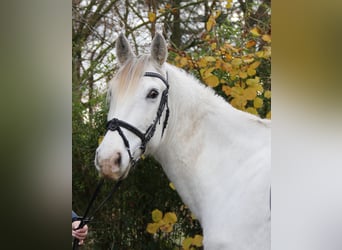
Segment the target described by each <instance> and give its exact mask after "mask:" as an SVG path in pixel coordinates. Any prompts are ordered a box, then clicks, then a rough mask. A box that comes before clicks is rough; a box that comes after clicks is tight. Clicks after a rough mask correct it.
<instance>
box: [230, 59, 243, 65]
mask: <svg viewBox="0 0 342 250" xmlns="http://www.w3.org/2000/svg"><path fill="white" fill-rule="evenodd" d="M241 63H242V60H241V58H234V59H233V61H232V65H233V66H239V65H241Z"/></svg>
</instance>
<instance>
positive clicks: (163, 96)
mask: <svg viewBox="0 0 342 250" xmlns="http://www.w3.org/2000/svg"><path fill="white" fill-rule="evenodd" d="M116 54H117V58H118V61H119V64H120V68H119V70H118V72H117V74H116V75H115V77H114V78H113V79H112V80H111V82H110V84H109V85H110V88H109V90H108V95H109V112H108V117H107V120H108V123H107V132H106V134H105V136H104V138H103V140H102V142H101V144H100V145H99V147H98V148H97V150H96V156H95V166H96V168H97V169H98V170H99V172H100V174H101V175H103V176H104V177H108V178H111V179H114V180H118V179H123V178H125V177H127V175H128V172H129V170H130V169H131V167H132V166H133V165H134V164H135V163H136V161H138V160H139V159H140V158H141V157H142V155H143V154H144V153H145V150H146V153H150V152H152V151H153V150H154V149H156V148H157V147H158V145H159V143H160V140H161V138H162V135H163V132H164V129H165V126H166V124H167V118H168V105H167V101H168V82H167V75H166V72H165V69H164V63H165V61H166V57H167V45H166V42H165V39H164V38H163V36H162V35H160V34H159V33H157V34H156V36H155V37H154V38H153V41H152V45H151V53H150V55H143V56H140V57H136V56H135V55H134V53H133V52H132V49H131V47H130V45H129V42H128V41H127V39H126V37H125V36H124V35H122V34H121V35H120V36H119V37H118V39H117V41H116Z"/></svg>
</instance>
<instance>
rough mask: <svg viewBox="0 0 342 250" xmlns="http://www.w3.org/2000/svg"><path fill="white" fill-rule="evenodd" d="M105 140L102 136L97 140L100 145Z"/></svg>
mask: <svg viewBox="0 0 342 250" xmlns="http://www.w3.org/2000/svg"><path fill="white" fill-rule="evenodd" d="M103 138H104V136H100V137H99V139H98V140H97V143H98V145H100V144H101V142H102V141H103Z"/></svg>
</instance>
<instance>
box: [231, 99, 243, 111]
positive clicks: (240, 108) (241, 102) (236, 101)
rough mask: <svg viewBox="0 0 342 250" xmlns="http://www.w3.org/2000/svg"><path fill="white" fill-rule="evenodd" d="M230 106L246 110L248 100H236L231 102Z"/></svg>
mask: <svg viewBox="0 0 342 250" xmlns="http://www.w3.org/2000/svg"><path fill="white" fill-rule="evenodd" d="M230 104H231V105H232V106H233V107H235V108H237V109H240V110H245V106H246V104H247V100H246V99H244V98H241V97H240V98H234V99H233V100H232V101H231V102H230Z"/></svg>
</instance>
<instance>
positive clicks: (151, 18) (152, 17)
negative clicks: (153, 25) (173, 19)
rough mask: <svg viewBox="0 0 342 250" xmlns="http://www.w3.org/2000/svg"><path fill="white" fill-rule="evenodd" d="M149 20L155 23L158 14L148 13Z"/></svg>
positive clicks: (148, 17)
mask: <svg viewBox="0 0 342 250" xmlns="http://www.w3.org/2000/svg"><path fill="white" fill-rule="evenodd" d="M148 20H149V21H150V22H151V23H153V22H154V21H155V20H156V13H153V12H148Z"/></svg>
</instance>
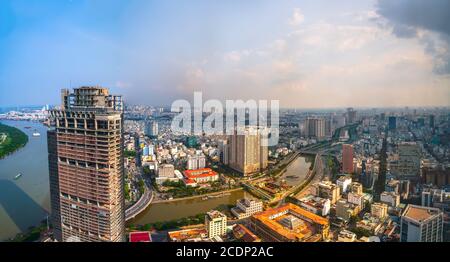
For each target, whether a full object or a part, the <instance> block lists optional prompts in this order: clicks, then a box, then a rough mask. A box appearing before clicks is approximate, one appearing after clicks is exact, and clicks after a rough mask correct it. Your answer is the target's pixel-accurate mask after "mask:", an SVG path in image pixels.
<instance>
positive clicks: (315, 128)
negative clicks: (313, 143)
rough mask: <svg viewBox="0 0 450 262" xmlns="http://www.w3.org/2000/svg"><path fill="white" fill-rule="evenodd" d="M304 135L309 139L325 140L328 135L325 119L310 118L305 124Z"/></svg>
mask: <svg viewBox="0 0 450 262" xmlns="http://www.w3.org/2000/svg"><path fill="white" fill-rule="evenodd" d="M303 126H304V135H305V137H307V138H316V139H319V140H321V139H323V138H324V137H325V135H326V129H325V119H324V118H319V117H308V118H307V119H305V122H304V125H303Z"/></svg>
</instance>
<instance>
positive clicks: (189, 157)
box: [186, 154, 206, 170]
mask: <svg viewBox="0 0 450 262" xmlns="http://www.w3.org/2000/svg"><path fill="white" fill-rule="evenodd" d="M205 166H206V157H205V155H203V154H201V155H195V156H188V161H187V165H186V169H188V170H196V169H201V168H205Z"/></svg>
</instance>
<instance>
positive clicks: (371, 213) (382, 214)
mask: <svg viewBox="0 0 450 262" xmlns="http://www.w3.org/2000/svg"><path fill="white" fill-rule="evenodd" d="M387 210H388V205H386V204H385V203H373V204H372V205H371V206H370V214H371V215H372V216H374V217H378V218H381V219H383V218H385V217H387Z"/></svg>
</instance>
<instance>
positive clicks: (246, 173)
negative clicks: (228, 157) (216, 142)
mask: <svg viewBox="0 0 450 262" xmlns="http://www.w3.org/2000/svg"><path fill="white" fill-rule="evenodd" d="M267 135H268V134H267V130H266V129H262V128H258V127H245V128H244V129H243V130H240V131H238V130H235V133H234V134H233V135H231V136H229V141H230V146H229V149H230V153H229V165H230V167H231V168H233V169H235V170H236V171H238V172H240V173H242V174H243V175H249V174H252V173H256V172H260V171H262V170H264V169H265V168H267V165H268V146H267V145H264V143H263V139H264V138H265V137H267Z"/></svg>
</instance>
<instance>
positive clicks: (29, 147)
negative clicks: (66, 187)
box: [0, 120, 50, 240]
mask: <svg viewBox="0 0 450 262" xmlns="http://www.w3.org/2000/svg"><path fill="white" fill-rule="evenodd" d="M1 122H2V123H3V124H6V125H9V126H13V127H16V128H18V129H20V130H22V131H23V132H25V133H26V134H27V135H28V143H27V144H26V145H25V147H23V148H21V149H19V150H18V151H16V152H14V153H13V154H11V155H9V156H7V157H5V158H3V159H1V160H0V240H4V239H8V238H11V237H14V236H15V235H16V234H17V233H19V232H23V231H26V230H27V229H28V228H29V227H30V226H34V225H38V224H39V223H40V221H42V220H43V219H45V218H46V216H47V213H48V211H49V205H50V204H49V203H50V194H49V182H48V161H47V133H46V132H47V127H46V126H44V125H42V124H40V123H36V122H28V121H7V120H2V121H1ZM25 127H31V128H30V129H26V128H25ZM34 130H36V131H38V132H39V133H40V134H41V136H40V137H33V136H32V133H33V132H34ZM18 173H22V174H23V175H22V177H20V178H19V179H18V180H14V177H15V176H16V175H17V174H18Z"/></svg>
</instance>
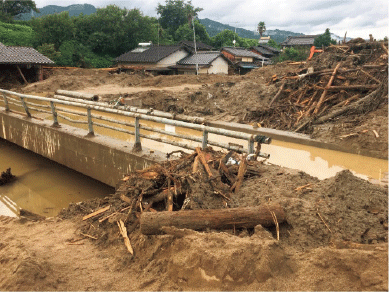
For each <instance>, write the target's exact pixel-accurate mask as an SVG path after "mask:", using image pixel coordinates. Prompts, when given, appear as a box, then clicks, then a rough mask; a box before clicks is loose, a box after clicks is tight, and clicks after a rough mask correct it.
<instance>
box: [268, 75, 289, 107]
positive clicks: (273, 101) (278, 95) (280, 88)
mask: <svg viewBox="0 0 389 292" xmlns="http://www.w3.org/2000/svg"><path fill="white" fill-rule="evenodd" d="M285 84H286V81H284V82H283V83H282V84H281V87H280V90H278V92H277V94H276V95H275V96H274V97H273V99H272V100H271V102H270V103H269V107H271V105H272V104H273V102H275V101H276V100H277V99H278V98H279V97H280V95H281V93H282V90H284V87H285Z"/></svg>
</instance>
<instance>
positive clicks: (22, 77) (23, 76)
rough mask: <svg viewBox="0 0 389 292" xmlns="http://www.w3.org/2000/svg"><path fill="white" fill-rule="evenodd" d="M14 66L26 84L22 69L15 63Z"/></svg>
mask: <svg viewBox="0 0 389 292" xmlns="http://www.w3.org/2000/svg"><path fill="white" fill-rule="evenodd" d="M16 68H17V69H18V71H19V74H20V75H21V76H22V78H23V81H24V83H26V84H28V82H27V79H26V77H24V75H23V72H22V70H20V67H19V66H18V65H16Z"/></svg>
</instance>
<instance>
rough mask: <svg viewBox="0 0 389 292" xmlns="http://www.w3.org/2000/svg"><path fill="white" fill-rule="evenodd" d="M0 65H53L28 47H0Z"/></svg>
mask: <svg viewBox="0 0 389 292" xmlns="http://www.w3.org/2000/svg"><path fill="white" fill-rule="evenodd" d="M0 64H54V62H53V61H51V60H50V59H49V58H47V57H46V56H44V55H42V54H41V53H39V52H38V51H37V50H35V49H34V48H30V47H11V46H4V45H3V44H1V45H0Z"/></svg>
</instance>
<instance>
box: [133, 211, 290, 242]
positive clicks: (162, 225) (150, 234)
mask: <svg viewBox="0 0 389 292" xmlns="http://www.w3.org/2000/svg"><path fill="white" fill-rule="evenodd" d="M274 216H275V217H276V218H277V221H276V222H278V223H282V222H283V221H285V220H286V215H285V212H284V210H283V208H282V207H281V206H280V205H277V204H274V205H262V206H257V207H245V208H231V209H208V210H183V211H177V212H168V211H163V212H156V213H153V212H144V213H142V214H141V216H140V230H141V232H142V233H143V234H145V235H151V234H161V233H163V231H162V227H164V226H174V227H177V228H180V229H184V228H188V229H193V230H204V229H207V228H211V229H229V228H234V227H235V228H241V227H245V228H252V227H255V226H256V225H259V224H261V225H263V226H274V225H275V220H274Z"/></svg>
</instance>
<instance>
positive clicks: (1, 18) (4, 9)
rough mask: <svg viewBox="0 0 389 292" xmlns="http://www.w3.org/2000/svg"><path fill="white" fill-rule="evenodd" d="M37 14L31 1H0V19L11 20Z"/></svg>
mask: <svg viewBox="0 0 389 292" xmlns="http://www.w3.org/2000/svg"><path fill="white" fill-rule="evenodd" d="M31 10H33V11H35V12H39V10H38V9H37V8H36V4H35V2H34V1H32V0H0V19H3V20H12V18H13V17H15V16H17V15H19V14H21V13H26V12H30V11H31Z"/></svg>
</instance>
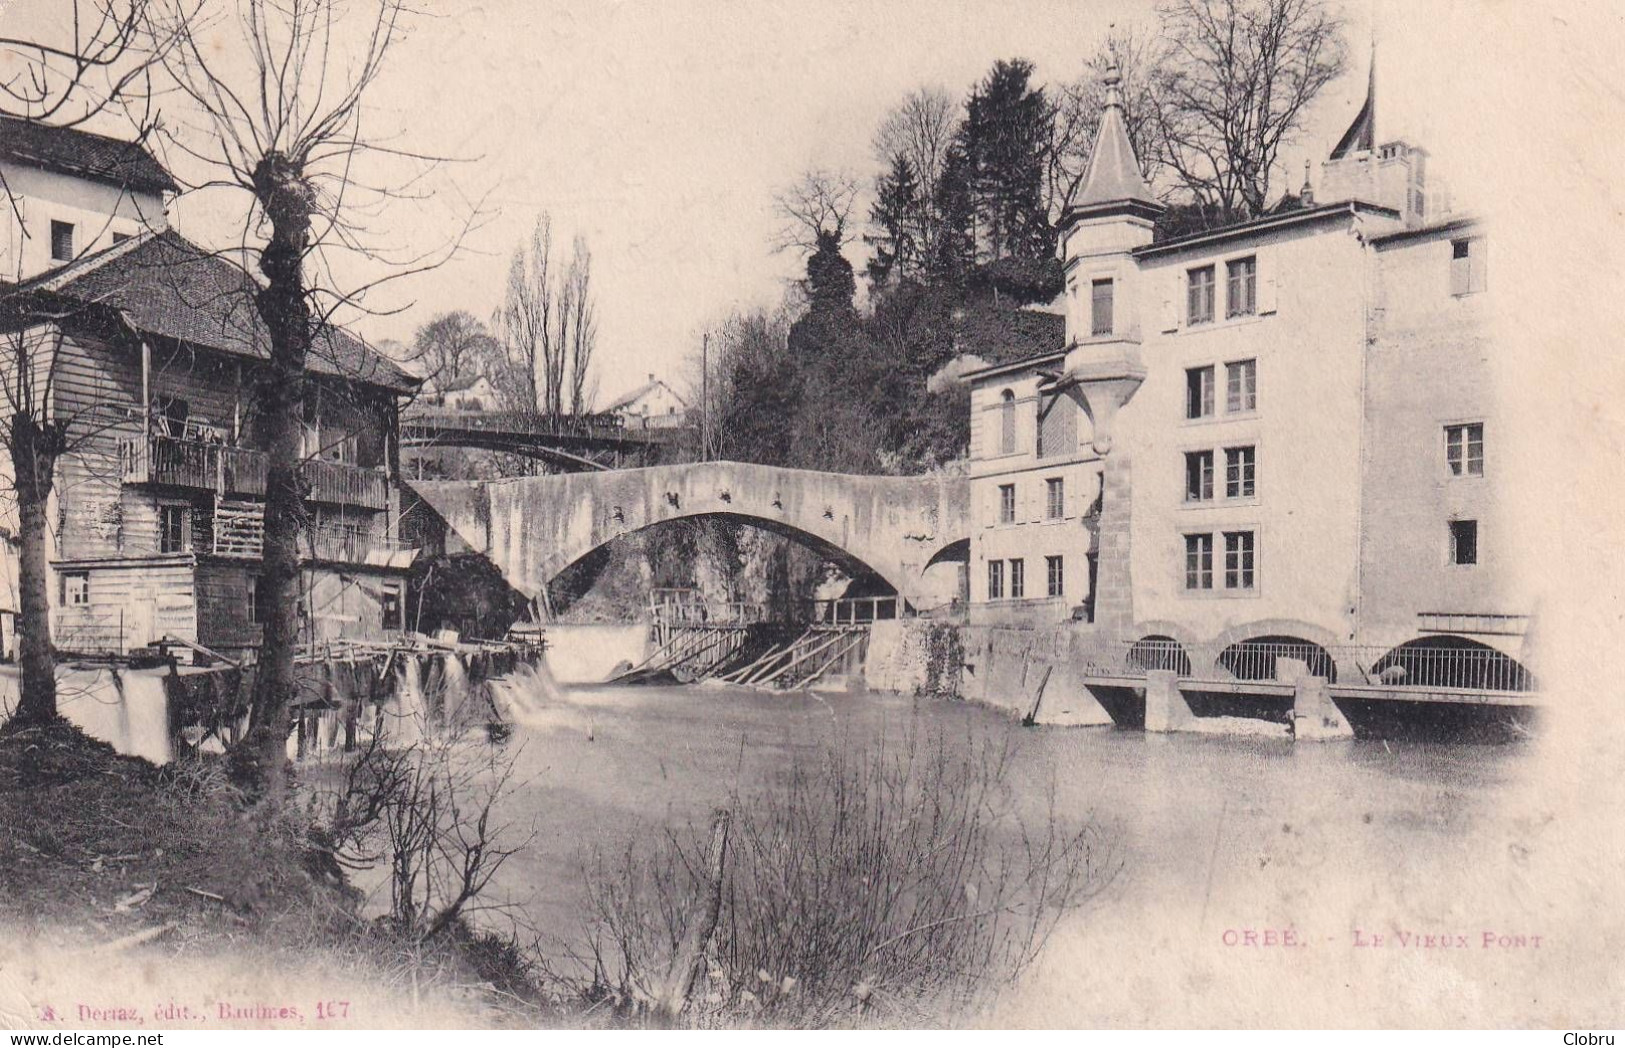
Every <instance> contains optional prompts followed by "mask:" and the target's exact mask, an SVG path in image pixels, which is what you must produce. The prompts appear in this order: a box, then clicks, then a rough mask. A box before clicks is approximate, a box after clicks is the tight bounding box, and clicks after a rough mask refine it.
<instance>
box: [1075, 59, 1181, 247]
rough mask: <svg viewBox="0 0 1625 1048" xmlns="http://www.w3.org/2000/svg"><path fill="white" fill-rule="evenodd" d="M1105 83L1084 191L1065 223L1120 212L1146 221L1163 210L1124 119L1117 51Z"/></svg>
mask: <svg viewBox="0 0 1625 1048" xmlns="http://www.w3.org/2000/svg"><path fill="white" fill-rule="evenodd" d="M1102 83H1103V84H1105V89H1107V97H1105V104H1103V106H1102V107H1100V130H1098V132H1097V133H1095V148H1094V151H1092V153H1090V154H1089V172H1087V174H1085V175H1084V188H1082V192H1079V193H1077V200H1076V201H1072V205H1071V206H1069V208H1068V213H1066V216H1064V218H1063V224H1064V223H1069V221H1074V219H1077V218H1089V216H1097V214H1111V213H1118V211H1129V213H1139V214H1144V216H1146V218H1155V216H1157V214H1160V213H1162V211H1163V206H1162V205H1160V203H1157V198H1155V197H1152V195H1150V187H1147V185H1146V177H1144V175H1141V172H1139V158H1136V156H1134V143H1133V141H1129V136H1128V123H1126V122H1124V119H1123V86H1121V84H1123V73H1121V70H1120V68H1118V62H1116V52H1115V49H1113V52H1111V63H1110V65H1108V67H1107V73H1105V76H1103V78H1102Z"/></svg>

#####

TASK TO CARRY OUT:
Would you please show every line of the material above that includes the string "image"?

EXPECTED ANSWER:
For each target, whether a full object or a part, the <instance> block lists optional prompts in this order: clicks, then a box, then a rough mask. A box appearing before clicks is approximate, one appearing after clicks is exact, and clicks after a rough mask correct it. Your answer is the target's pixel-accurate mask after "mask:", an SVG path in image pixels.
For each <instance>, write the target's exact pixel-accurate mask as an SVG path after "mask:", using image pixel coordinates. Prompts, when given, appear as a box, then clicks, then a rough mask; a box before clicks is loose, a box after clicks is tight, and clicks after a rough mask correct it.
Every <instance> contains optional prompts followed by "mask:" and the target's exact mask, an SVG path in image pixels, which is what you must produce. The prompts appear in this order: a box, then clicks, then a rough mask. A box before clicks is approximate, a box after clicks is the tight bounding box, and clicks after a rough mask refine it.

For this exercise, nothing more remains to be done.